:: Prompt ::
Give back an exact copy of the entries beneath, minus the pictures.

◇ ◇ ◇

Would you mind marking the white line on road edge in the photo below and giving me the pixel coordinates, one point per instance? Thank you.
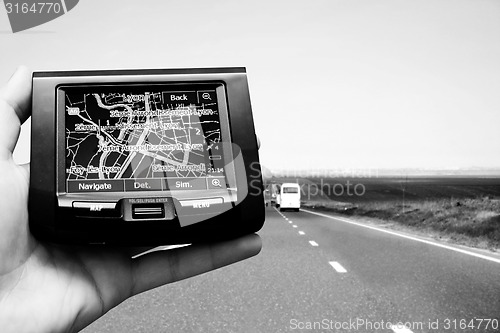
(478, 255)
(338, 267)
(399, 329)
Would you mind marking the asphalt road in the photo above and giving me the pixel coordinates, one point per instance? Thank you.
(317, 274)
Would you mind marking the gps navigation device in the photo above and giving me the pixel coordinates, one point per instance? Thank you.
(143, 157)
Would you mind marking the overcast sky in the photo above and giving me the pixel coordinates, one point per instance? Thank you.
(334, 83)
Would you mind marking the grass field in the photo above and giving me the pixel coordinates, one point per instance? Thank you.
(462, 210)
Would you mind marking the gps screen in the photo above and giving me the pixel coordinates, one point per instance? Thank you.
(127, 138)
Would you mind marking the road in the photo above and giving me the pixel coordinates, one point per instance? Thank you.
(318, 274)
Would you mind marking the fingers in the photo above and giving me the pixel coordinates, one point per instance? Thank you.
(159, 268)
(15, 108)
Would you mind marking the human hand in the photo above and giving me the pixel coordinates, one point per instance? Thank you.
(52, 288)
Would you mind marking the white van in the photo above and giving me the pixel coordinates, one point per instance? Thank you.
(290, 196)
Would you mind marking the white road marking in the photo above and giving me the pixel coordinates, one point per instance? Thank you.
(338, 267)
(399, 329)
(478, 255)
(160, 248)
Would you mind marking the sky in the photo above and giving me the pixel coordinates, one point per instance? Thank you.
(334, 84)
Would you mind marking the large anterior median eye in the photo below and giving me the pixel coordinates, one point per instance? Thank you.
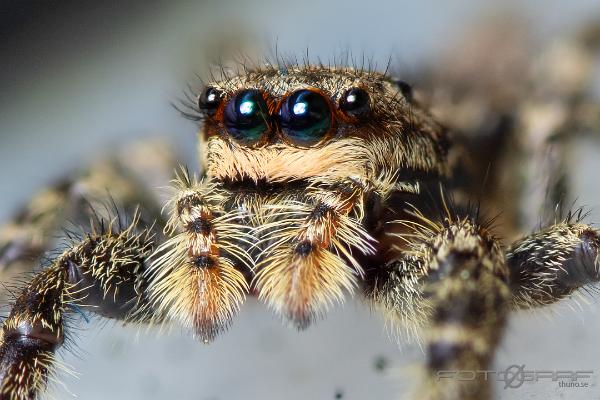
(305, 117)
(356, 103)
(246, 116)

◇ ◇ ◇

:: Answer to the problem ::
Would you mind marking the white line on road edge in the photo below and giving me the pixel coordinates, one point per instance? Thank you.
(478, 255)
(338, 267)
(399, 329)
Would you mind marking the asphalt road in the photo above and giving me the pixel coordinates, one point per instance? Thank you.
(317, 274)
Would you mind marking the gps navigation device in the photo above and giving me the pixel coordinates, one point per instance? Thank you.
(143, 157)
Would you mind marking the overcast sky in the photo above and giving me the pixel coordinates, one point per instance? Thank you.
(334, 83)
Would you mind marking the grass field in the photo above and giving me the pixel coordinates, one point per instance? Thank you.
(462, 210)
Would you mind marking the gps screen in the photo above and giving me the pixel coordinates, one point per instance? Thank you.
(127, 138)
Would you mind marking the road in the photo above and giving me the pixel coordinates, one point per instance? Thank you.
(318, 274)
Would you mind marking the fingers in the photo above and giving me the pixel coordinates, one point per instance? Thank you.
(159, 268)
(15, 108)
Would you mind marking the human hand in the photo above and giving me the pixel coordinates, one point per instance? Thank you.
(52, 288)
Would you mind marking the white van in the photo above and giving me the pixel coordinates, one point per instance? Thank you.
(290, 196)
Would you mind marking the white road marking in the photo above and giving me the pixel coordinates, one point per instance? Thank you.
(338, 267)
(399, 329)
(478, 255)
(160, 248)
Would you mind marking the sky in the photo above and giving me the pixel coordinates, one point per instance? Thank you.
(334, 84)
Would you mind marking the large anterior median eye in the photo below and giving me the pixel coordinates, one point per instance? Thank you.
(305, 117)
(356, 103)
(246, 116)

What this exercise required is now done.